Work to do:
Count how many lines of the material below contain the word "post". Reply with that number only.

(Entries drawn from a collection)
|---|

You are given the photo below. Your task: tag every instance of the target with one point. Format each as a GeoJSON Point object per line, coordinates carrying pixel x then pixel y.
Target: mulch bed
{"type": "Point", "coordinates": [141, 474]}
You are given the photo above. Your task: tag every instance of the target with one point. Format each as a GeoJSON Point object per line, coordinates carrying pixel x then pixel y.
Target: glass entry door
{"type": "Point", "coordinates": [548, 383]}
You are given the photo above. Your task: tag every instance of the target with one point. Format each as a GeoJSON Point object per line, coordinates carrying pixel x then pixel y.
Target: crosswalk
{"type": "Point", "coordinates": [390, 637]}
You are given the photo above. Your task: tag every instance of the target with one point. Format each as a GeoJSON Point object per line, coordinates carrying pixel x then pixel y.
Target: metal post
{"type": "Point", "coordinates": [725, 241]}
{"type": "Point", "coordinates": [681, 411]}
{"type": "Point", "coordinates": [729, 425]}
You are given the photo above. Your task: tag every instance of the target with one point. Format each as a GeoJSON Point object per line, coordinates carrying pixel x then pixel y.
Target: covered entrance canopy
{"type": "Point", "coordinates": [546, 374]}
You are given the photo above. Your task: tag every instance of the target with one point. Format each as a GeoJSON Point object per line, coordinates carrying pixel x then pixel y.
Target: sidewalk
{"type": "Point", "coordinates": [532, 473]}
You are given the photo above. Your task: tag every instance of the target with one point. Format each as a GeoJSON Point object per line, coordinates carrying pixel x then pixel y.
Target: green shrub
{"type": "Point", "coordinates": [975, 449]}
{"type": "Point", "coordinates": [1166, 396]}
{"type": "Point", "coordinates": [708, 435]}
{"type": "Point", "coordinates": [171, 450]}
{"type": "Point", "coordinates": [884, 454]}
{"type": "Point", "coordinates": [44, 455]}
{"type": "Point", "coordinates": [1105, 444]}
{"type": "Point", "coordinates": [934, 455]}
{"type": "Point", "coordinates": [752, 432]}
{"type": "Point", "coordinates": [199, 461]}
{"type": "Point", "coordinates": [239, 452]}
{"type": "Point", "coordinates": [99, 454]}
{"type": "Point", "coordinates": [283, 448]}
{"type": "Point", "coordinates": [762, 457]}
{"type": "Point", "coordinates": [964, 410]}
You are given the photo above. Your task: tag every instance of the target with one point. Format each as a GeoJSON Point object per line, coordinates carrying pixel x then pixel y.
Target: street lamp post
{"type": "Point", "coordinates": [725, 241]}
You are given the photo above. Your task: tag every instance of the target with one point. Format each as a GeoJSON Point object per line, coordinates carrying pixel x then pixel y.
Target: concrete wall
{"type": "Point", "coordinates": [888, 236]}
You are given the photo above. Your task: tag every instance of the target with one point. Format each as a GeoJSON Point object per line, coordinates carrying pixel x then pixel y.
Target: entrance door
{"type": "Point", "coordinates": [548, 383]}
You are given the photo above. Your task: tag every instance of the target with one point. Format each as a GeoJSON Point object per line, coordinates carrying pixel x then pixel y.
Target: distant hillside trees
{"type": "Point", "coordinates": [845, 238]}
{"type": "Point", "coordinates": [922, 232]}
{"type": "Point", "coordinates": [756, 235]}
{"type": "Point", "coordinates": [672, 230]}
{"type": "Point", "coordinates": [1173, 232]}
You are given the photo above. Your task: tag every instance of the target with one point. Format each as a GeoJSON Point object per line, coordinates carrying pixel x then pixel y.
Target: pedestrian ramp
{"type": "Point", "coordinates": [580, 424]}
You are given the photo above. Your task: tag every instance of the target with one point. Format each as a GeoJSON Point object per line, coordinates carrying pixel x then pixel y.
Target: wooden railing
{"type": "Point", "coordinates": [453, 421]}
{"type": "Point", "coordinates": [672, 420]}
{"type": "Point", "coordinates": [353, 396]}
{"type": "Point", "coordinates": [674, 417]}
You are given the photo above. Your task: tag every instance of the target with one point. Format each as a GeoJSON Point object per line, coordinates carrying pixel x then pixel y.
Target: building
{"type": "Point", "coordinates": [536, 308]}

|---|

Solution for this task:
2